_Written exercise_
Write out every entry exactly as it stands.

_Task inputs_
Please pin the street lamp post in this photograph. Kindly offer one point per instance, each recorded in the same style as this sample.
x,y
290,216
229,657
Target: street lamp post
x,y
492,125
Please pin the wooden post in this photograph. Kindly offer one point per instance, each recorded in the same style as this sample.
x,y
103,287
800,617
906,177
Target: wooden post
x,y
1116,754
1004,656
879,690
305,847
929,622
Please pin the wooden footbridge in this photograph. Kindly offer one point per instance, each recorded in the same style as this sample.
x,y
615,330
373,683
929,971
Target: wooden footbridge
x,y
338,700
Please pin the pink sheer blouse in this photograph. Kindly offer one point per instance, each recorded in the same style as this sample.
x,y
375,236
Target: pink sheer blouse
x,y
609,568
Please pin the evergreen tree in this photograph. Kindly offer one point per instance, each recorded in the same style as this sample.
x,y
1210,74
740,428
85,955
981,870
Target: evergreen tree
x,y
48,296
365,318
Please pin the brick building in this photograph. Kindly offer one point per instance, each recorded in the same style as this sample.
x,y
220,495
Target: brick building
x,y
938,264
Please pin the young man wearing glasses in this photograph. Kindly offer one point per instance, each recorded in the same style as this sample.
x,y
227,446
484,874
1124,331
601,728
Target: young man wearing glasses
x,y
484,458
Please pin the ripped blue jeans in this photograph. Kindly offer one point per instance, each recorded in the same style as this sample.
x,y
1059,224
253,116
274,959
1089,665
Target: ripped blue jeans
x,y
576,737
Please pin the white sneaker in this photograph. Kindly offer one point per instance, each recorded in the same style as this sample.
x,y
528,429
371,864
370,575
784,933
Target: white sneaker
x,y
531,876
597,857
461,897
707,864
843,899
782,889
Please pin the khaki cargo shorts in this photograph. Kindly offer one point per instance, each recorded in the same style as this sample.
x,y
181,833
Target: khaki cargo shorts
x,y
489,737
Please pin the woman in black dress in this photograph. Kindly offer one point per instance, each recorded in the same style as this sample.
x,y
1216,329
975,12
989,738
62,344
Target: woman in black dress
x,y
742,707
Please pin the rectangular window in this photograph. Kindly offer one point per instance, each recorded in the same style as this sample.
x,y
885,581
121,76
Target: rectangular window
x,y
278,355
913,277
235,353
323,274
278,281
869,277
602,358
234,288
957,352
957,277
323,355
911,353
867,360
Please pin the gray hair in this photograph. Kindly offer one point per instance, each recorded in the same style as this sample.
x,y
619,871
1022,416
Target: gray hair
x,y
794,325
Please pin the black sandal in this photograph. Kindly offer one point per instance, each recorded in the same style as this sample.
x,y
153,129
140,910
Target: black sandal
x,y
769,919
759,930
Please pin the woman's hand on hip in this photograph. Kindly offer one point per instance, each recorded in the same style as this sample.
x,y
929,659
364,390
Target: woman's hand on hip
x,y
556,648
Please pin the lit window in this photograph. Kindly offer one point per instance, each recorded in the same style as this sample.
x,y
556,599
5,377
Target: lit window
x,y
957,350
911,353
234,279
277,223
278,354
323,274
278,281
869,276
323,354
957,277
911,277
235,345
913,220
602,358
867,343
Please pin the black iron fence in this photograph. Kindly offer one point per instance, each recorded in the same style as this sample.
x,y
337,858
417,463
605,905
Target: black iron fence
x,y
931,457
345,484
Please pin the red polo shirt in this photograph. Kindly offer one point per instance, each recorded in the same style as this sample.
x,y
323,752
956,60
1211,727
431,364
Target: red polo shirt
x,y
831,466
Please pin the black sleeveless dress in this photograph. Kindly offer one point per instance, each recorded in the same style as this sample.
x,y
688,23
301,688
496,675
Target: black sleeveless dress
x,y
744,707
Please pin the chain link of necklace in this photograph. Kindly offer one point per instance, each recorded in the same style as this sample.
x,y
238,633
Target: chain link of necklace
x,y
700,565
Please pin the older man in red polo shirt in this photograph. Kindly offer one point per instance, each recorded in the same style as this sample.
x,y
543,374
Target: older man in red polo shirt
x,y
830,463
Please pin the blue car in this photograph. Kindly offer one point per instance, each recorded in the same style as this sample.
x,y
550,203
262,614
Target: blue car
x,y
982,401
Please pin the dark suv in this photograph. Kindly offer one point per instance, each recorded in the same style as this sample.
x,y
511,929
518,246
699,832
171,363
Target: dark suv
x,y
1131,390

_Solution below_
Please pin the street lamp post in this photograph. Kindly offer one point per instance, each recorded in the same style as this sample.
x,y
290,216
229,657
Target: street lamp post
x,y
492,125
Please pin the wooden post in this photograph. Kindly offer one point per instance, each recorded in the same style as this sample.
x,y
103,287
800,617
906,177
Target: wooden post
x,y
1116,754
1004,656
879,690
305,847
929,622
Please pin the wooden footbridge in this photograph. Kindly offer one point per instance, each recorded in the same style as this sample.
x,y
615,330
373,683
929,971
Target: wooden footbridge
x,y
338,700
Please pin the pink sheer blouse in this photograph. Kindly offer one point per instance, each recorded in the same style as this sample.
x,y
375,236
Target: pink sheer blouse
x,y
609,568
Please pin the evergreen tree in this photograph. Kindly offer one point per instance, each recorded in the same style as this sample.
x,y
1210,74
740,428
85,955
981,870
Target: evergreen tree
x,y
48,296
365,318
Please pin the brick building in this photograph. Kindly offer one point per instance, each recorded in the same style as this sample.
x,y
220,495
Target: brick building
x,y
938,264
Please pin the young man wearing glasses in this photograph. Kindly offer one point per instance, each recorded in the same style as this sample.
x,y
227,446
484,874
1124,331
601,728
Target: young man wearing glasses
x,y
484,458
Please pin the ripped blue jeans in this photograph. Kindly offer one point per instance, each recorded in the same style as this sample.
x,y
1059,224
253,116
274,959
1089,665
Target: ripped blue jeans
x,y
576,737
Please pin the white sneaker in this photograph. Kindly offer one point per instance, each recorded in the same style as this sample.
x,y
528,429
371,864
370,575
784,933
Target: white sneaker
x,y
531,876
597,857
461,897
707,864
843,899
782,889
Please pin the khaki cargo shorts in this photograph. Kindly offer one point per instance, each recorded in the same style as this sample.
x,y
181,833
Target: khaki cargo shorts
x,y
489,737
Please pin the woman in black dress in this photograph. Kindly offer one point per instance, each recorded in the same style as this sample.
x,y
1216,329
975,12
989,738
62,344
Target: woman in black dress
x,y
742,707
Please pin the rectangular window in this photograph. Kindly offer one point per instance, each recorded in the same style as this sample.
x,y
885,581
121,76
Target: rectangular window
x,y
278,355
913,277
235,353
323,274
278,281
869,277
602,358
234,288
957,352
957,277
323,355
911,353
867,360
Please pin the gray hair in this photograph. Kindly offer one point per instance, each recorded in the same style as this sample.
x,y
619,871
1022,416
Target: gray hair
x,y
794,325
Please pin the black sandal in this photograph. Kindly offer one point per instance, each recorded in the same style as this sample.
x,y
153,129
140,910
Target: black sandal
x,y
769,919
759,930
Please pin the woman's hand on hip in this photograph. Kindly offer one point per instance, each recorded in the same style as this sample.
x,y
929,659
364,390
Target: woman's hand on hip
x,y
556,648
Please pin the lit window in this photograph. Kindly offer one point per instance, each recorded in the same style as this sample.
x,y
556,599
5,377
Target: lit window
x,y
957,350
911,353
234,279
277,223
278,354
323,274
278,281
869,276
323,354
957,277
911,277
235,345
913,220
602,358
867,343
Please pin the black iron fence in this photograph. Kindly offer one point per instance, each recorded in the same style as this sample.
x,y
337,858
417,463
605,905
Target: black iron fence
x,y
931,457
345,484
Please pin the red polo shirt in this photograph. Kindly offer one point per instance, each recorded in the same style as this sample.
x,y
323,752
956,60
1211,727
431,364
Target: red polo shirt
x,y
831,466
Please pin the black sleeveless dress in this photograph. Kindly offer one point per instance, each recorded in the same style as this sample.
x,y
688,23
301,688
496,675
Target: black sleeveless dress
x,y
744,707
Please pin the chain link of necklace in this photograph. Kindly offer one point per instance, each recorded in the same style as this sample.
x,y
238,633
Target: chain link of necklace
x,y
700,565
Please pin the older man in red polo shirt in this photograph. Kindly offer one point per instance, each recorded in the same style as this sample.
x,y
543,374
Target: older man in red polo shirt
x,y
830,463
Please pin the blue car in this photograph. Kindly offer one point per instance, each recorded in the same style as this sample.
x,y
550,203
262,614
Target: blue car
x,y
982,401
Please pin the dark suv in this photograph. Kindly offer one point per instance, each recorded in the same style as this sample.
x,y
511,929
518,246
699,832
171,363
Target: dark suv
x,y
1131,390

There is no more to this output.